**Task description**
All records below are to be repeated precisely, with nothing added.

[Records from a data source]
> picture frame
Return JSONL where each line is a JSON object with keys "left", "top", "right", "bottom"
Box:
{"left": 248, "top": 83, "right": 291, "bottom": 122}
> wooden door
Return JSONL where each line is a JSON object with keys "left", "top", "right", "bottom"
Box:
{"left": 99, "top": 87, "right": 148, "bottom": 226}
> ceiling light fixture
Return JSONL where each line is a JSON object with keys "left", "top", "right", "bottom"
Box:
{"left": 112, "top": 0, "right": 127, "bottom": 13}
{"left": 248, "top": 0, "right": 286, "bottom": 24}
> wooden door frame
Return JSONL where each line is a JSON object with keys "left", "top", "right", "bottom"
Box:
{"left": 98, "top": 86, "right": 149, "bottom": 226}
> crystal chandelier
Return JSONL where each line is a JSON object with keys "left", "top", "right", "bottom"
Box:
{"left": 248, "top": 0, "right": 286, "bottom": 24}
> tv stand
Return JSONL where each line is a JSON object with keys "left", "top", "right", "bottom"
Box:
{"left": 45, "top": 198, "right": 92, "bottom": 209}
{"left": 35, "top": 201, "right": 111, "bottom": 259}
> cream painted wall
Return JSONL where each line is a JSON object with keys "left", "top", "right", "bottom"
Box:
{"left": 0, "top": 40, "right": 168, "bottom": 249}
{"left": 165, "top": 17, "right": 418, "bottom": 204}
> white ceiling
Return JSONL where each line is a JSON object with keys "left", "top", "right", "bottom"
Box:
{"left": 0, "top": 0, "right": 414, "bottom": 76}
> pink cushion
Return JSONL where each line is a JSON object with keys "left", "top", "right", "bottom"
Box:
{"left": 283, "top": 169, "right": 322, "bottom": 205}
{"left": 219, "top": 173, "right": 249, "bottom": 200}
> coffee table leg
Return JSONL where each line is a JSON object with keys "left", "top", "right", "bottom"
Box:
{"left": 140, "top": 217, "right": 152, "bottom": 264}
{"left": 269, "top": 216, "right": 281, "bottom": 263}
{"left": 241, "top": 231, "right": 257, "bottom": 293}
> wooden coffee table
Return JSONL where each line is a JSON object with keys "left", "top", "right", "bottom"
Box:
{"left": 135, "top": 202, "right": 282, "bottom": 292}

**Exercise output**
> picture frame
Return JSONL where each line is a JSON object with keys "left", "top", "right", "bottom"
Box:
{"left": 248, "top": 83, "right": 291, "bottom": 122}
> wooden door
Return JSONL where each line is a JSON object with keys "left", "top", "right", "bottom"
Box:
{"left": 99, "top": 87, "right": 148, "bottom": 226}
> ceiling light fixture
Return JSONL where each line is a JSON object with keys "left", "top", "right", "bottom"
Box:
{"left": 112, "top": 0, "right": 127, "bottom": 13}
{"left": 248, "top": 0, "right": 286, "bottom": 24}
> wooden door frame
Return JSONL where each line is a JSON object with keys "left", "top", "right", "bottom"
Box:
{"left": 98, "top": 86, "right": 149, "bottom": 226}
> crystal chandelier
Return JSONL where each line is a JSON object with keys "left", "top", "right", "bottom"
Box:
{"left": 248, "top": 0, "right": 286, "bottom": 24}
> tv stand
Return JSONL where each line is a JSON object with keys "left", "top", "right", "bottom"
Box:
{"left": 45, "top": 198, "right": 92, "bottom": 209}
{"left": 35, "top": 201, "right": 111, "bottom": 259}
> cream painted wall
Return JSONL where each line is a JSON object with keys "left", "top", "right", "bottom"
Box:
{"left": 0, "top": 40, "right": 168, "bottom": 249}
{"left": 165, "top": 17, "right": 418, "bottom": 204}
> white ceiling
Return JSONL where each line is a JSON object with keys "left", "top", "right", "bottom"
Box:
{"left": 0, "top": 0, "right": 414, "bottom": 76}
> pink cushion
Return JSONL where each line is a JSON object with keys "left", "top", "right", "bottom"
Box:
{"left": 283, "top": 169, "right": 322, "bottom": 205}
{"left": 219, "top": 173, "right": 249, "bottom": 200}
> coffee table leg
Return JSONL where each line is a JSON object with keys "left", "top", "right", "bottom"
Box:
{"left": 140, "top": 217, "right": 152, "bottom": 264}
{"left": 269, "top": 216, "right": 281, "bottom": 263}
{"left": 241, "top": 231, "right": 257, "bottom": 293}
> wooden coffee table
Return JSONL where each line is a JSON object with keys "left", "top", "right", "bottom"
Box:
{"left": 135, "top": 202, "right": 282, "bottom": 292}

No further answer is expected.